# [练习要求]
请统计下面的条目中有多少行含有“reflection”这个词，区分大小写，只回答一个数字。

# [练习材料]

---

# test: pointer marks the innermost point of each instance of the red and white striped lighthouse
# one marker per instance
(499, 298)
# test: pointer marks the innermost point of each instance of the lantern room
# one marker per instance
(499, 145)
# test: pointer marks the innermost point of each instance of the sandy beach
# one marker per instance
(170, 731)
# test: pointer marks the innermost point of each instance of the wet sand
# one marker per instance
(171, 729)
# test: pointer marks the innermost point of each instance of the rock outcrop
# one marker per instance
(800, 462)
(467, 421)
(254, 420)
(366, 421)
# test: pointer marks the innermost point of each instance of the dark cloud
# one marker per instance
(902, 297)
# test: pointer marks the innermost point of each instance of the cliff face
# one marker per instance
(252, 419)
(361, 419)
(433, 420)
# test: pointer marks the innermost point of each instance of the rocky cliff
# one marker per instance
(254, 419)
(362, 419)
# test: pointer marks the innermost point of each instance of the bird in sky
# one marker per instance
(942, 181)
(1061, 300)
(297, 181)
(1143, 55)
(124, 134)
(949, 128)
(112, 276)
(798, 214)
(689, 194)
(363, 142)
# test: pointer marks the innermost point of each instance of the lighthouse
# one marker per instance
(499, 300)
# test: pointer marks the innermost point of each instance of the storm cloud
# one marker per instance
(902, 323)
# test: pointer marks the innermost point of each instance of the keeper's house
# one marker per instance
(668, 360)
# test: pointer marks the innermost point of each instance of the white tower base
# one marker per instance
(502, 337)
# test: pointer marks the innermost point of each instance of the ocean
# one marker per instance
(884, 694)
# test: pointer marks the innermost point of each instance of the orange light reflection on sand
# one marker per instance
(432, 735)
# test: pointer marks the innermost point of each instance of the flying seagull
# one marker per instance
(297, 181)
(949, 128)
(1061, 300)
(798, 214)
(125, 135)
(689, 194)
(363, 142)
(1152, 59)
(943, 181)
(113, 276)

---

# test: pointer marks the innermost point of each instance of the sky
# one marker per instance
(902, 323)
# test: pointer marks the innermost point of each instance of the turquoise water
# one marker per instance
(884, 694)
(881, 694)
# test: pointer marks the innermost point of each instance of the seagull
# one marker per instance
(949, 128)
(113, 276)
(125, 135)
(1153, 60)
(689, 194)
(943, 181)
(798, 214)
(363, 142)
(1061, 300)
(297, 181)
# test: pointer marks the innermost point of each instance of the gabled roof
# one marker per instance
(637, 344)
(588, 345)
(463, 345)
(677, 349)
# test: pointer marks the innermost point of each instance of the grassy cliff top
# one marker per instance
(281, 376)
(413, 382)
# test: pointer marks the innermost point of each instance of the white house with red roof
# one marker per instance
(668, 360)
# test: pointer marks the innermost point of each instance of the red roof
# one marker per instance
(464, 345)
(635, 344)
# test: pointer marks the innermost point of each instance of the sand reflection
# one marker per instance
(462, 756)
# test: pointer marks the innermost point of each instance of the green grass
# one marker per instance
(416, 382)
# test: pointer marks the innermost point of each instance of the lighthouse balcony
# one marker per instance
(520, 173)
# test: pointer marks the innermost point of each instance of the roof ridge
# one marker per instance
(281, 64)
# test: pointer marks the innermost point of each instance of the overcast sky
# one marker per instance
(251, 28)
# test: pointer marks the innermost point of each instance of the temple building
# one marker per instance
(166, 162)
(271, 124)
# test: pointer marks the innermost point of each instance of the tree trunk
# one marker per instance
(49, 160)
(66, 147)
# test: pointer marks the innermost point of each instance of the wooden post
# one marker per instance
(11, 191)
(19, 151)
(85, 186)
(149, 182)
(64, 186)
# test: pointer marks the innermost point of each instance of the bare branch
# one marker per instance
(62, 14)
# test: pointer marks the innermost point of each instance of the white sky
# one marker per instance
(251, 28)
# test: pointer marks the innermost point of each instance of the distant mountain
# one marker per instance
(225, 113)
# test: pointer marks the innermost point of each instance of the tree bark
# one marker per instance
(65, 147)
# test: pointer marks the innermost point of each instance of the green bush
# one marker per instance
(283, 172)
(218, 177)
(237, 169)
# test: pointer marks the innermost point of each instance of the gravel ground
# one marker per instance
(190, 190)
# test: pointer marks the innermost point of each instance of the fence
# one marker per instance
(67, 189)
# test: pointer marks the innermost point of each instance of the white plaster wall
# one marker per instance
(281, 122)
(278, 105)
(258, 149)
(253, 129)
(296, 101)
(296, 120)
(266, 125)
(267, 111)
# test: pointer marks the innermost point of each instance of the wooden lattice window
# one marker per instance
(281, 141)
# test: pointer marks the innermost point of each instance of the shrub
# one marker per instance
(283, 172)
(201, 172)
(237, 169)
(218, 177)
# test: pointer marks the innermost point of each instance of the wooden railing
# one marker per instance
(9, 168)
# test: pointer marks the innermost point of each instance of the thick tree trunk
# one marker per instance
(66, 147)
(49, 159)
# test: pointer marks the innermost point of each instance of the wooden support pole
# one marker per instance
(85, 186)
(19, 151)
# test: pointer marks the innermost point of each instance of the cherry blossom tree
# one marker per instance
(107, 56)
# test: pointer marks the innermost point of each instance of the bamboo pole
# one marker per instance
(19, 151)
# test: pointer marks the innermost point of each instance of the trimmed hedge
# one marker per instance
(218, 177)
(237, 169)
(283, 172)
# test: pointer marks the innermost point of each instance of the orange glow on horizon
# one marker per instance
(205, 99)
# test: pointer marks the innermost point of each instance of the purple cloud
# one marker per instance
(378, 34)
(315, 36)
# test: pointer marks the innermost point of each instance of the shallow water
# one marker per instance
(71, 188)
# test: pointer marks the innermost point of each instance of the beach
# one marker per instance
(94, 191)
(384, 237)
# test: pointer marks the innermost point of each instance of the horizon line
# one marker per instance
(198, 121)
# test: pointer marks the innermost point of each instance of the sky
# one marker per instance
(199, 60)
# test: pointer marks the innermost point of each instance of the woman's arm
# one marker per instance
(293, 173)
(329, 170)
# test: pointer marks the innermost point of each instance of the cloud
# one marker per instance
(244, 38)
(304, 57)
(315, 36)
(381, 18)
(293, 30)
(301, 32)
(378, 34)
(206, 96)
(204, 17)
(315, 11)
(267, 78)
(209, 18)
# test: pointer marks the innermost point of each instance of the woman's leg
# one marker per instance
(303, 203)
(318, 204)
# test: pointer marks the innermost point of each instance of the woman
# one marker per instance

---

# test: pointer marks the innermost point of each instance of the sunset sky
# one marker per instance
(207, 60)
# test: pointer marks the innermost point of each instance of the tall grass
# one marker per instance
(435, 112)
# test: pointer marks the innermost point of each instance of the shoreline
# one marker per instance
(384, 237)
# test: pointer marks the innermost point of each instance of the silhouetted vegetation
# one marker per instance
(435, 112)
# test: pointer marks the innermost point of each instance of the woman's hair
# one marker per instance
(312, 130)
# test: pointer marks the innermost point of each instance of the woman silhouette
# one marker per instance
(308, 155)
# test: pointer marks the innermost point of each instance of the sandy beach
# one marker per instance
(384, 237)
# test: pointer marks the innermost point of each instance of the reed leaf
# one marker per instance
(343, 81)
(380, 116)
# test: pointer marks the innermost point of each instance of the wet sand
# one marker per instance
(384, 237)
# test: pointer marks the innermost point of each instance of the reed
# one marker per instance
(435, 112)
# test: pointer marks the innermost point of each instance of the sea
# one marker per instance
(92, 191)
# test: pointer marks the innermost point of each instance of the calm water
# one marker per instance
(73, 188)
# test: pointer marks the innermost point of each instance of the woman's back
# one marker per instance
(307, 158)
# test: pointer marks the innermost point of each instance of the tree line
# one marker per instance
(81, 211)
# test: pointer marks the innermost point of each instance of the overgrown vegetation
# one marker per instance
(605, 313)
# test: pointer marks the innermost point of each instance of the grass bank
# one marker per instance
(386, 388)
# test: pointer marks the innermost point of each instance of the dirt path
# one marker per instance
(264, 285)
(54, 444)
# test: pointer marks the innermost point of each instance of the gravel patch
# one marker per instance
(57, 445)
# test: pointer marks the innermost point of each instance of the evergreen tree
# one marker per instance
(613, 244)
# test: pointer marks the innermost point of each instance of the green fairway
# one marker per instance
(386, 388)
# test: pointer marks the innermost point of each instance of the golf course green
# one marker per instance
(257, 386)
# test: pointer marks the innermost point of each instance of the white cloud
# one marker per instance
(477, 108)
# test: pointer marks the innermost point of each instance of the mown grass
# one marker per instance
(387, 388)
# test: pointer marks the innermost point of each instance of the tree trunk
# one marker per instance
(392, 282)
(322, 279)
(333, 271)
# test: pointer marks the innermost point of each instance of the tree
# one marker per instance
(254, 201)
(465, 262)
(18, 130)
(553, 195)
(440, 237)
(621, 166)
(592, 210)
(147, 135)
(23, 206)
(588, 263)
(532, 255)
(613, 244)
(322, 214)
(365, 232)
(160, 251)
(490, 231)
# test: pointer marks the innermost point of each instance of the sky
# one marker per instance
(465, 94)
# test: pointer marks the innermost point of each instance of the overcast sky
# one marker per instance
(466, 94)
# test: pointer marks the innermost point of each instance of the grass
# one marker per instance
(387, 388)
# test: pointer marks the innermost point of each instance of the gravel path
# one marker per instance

---

# [答案如下]
2